What this task involves >> Here are some records; copy every line that holds the word "muddy".

Extracted material >>

◆ ◆ ◆ ◆ ◆ ◆ ◆

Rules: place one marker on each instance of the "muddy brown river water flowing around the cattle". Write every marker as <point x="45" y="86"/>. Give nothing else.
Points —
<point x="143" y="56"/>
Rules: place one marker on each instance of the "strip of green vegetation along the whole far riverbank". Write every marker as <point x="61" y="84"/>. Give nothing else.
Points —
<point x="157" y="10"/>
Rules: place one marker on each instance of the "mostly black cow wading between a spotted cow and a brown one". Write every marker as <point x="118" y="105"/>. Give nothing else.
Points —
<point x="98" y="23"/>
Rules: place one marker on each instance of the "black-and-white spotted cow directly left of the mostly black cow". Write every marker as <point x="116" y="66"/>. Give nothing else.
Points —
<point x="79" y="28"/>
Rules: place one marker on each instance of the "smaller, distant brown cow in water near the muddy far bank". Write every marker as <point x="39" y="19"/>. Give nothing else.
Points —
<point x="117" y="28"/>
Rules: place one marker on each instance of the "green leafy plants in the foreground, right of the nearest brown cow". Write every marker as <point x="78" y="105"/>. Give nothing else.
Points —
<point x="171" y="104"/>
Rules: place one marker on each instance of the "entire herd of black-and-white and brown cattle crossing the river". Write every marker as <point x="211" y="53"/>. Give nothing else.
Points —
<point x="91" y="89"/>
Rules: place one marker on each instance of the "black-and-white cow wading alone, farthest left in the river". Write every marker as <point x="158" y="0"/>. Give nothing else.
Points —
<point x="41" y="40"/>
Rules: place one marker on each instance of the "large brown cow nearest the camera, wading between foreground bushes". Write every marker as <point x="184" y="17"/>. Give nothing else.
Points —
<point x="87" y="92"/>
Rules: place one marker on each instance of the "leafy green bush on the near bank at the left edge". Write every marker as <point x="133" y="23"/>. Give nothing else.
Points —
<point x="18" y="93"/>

◆ ◆ ◆ ◆ ◆ ◆ ◆

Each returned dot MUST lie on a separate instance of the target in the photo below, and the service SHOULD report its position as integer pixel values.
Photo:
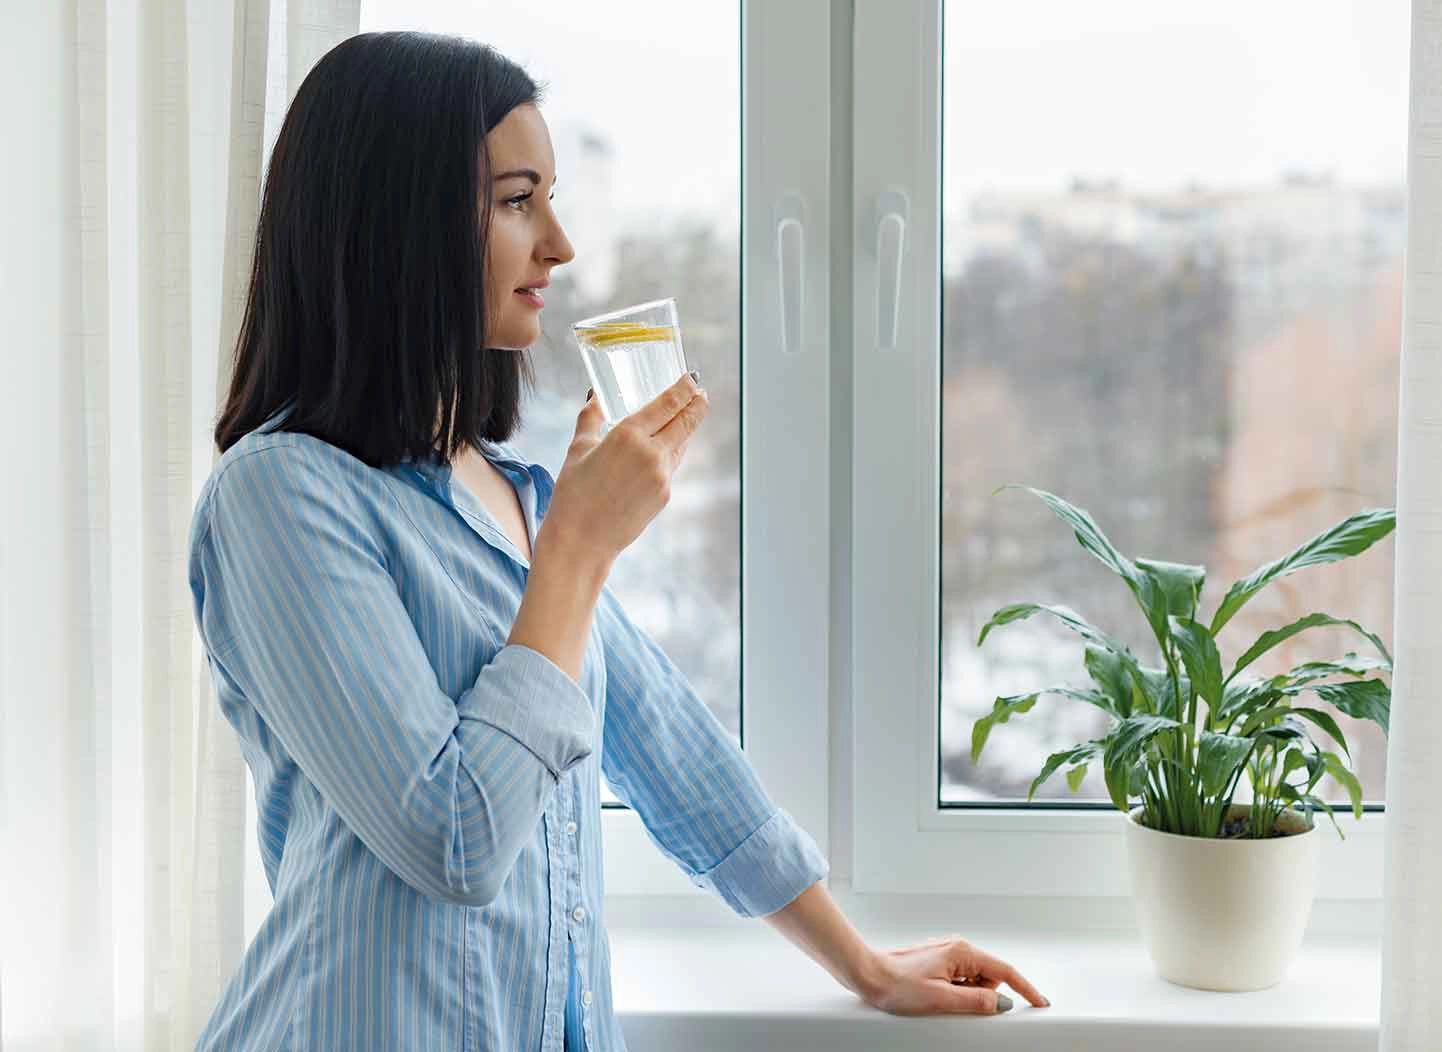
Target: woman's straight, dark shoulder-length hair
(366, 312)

◆ ◆ ◆ ◆ ◆ ◆ ◆

Response >>
Rules: place one marker on each instance of the "muddy brown river water flowing around the cattle". Write every marker as <point x="45" y="86"/>. Give nothing else.
Rules: place one marker on each instance of the "smaller, distant brown cow in water near the muddy far bank". Write every marker as <point x="39" y="19"/>. Give nothing else.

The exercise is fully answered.